TASK STATEMENT -> What lines of the data below hold the string "pixel"? Copy each one out.

DATA FOR PROCESSING ->

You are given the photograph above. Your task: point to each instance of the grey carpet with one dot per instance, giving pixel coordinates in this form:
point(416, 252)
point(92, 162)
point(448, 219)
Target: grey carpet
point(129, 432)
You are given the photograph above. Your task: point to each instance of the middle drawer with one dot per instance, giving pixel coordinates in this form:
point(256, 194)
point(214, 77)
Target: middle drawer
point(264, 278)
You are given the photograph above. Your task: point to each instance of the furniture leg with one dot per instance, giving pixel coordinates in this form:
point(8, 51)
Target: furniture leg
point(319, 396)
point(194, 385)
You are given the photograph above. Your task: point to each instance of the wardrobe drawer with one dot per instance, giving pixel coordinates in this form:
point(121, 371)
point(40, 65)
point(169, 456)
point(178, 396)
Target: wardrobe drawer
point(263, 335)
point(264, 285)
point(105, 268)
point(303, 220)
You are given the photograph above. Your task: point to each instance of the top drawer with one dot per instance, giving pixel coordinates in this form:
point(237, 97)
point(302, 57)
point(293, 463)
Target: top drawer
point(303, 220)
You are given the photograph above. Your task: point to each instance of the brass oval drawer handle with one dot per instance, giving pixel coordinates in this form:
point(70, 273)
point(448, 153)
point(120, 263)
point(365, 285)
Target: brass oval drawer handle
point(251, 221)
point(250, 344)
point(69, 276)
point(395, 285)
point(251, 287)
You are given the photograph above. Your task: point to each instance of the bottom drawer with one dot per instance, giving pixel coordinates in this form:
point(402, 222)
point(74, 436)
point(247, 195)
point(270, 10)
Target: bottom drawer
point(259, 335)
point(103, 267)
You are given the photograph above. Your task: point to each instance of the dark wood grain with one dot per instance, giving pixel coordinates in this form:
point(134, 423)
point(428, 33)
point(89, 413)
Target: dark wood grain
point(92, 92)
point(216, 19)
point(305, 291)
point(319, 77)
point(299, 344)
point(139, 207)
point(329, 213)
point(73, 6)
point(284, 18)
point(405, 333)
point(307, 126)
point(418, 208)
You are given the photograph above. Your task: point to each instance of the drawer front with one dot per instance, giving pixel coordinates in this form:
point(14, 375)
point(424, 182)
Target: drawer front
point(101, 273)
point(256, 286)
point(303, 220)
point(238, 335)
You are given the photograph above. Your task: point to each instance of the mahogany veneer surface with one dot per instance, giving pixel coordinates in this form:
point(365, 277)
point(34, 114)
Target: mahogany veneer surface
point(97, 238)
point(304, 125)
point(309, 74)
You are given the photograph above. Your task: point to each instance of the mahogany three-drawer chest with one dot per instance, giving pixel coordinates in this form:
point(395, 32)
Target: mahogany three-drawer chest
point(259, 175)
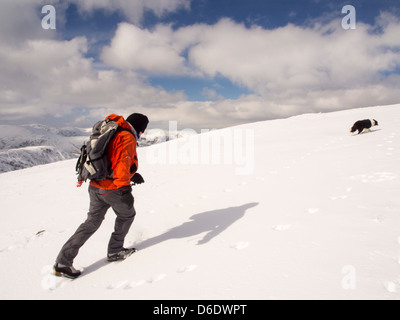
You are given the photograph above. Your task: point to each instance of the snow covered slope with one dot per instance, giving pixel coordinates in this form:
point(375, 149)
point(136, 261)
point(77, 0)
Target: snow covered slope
point(30, 145)
point(290, 209)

ANSWER FOR THE TASK ->
You are given the photograph above. Your task: point to each instance of the grey carpet with one dot per instance, giving pixel coordinates in this form:
You are given the photograph above. Your task: point to each instance of the middle drawer with one dot per instance, giving pixel coordinates in this form:
You are given the photograph above. Your task: point to each instance of the furniture leg with one dot per instance, giving pixel coordinates in this form:
You are given the photograph above. Your task: point to each instance of the wardrobe drawer with one dot per instance, giving pixel coordinates in this form:
You are given the photograph above. Your task: point to each instance of the top drawer with one dot per instance, giving pixel coordinates in this form:
You are given the photograph above. Your task: point to each instance of the brass oval drawer handle with one dot per instance, giving pixel coordinates in this form:
You are given the photograph above. Your task: point to each instance of the bottom drawer with one dot per instance, giving pixel coordinates in this form:
You are given the photograph above. Your task: point to each instance of the dark wood grain with one dot per instance, giving pixel coordinates in this form:
You are given the photograph above. Your task: point to each instance of the drawer front with one dot per instance, giving pixel coordinates in this form:
You are given the photograph above. Your task: point to each instance of the mahogany veneer surface with one dot per instance, giving pixel coordinates in this form:
You are given the photograph above. Your task: point to each instance of the mahogany three-drawer chest with one dot per instance, giving pixel coordinates in this form:
You are given the photograph above. Your task: point to each instance of the snow covered slope with one dot per instance, giving pixel coordinates in this form:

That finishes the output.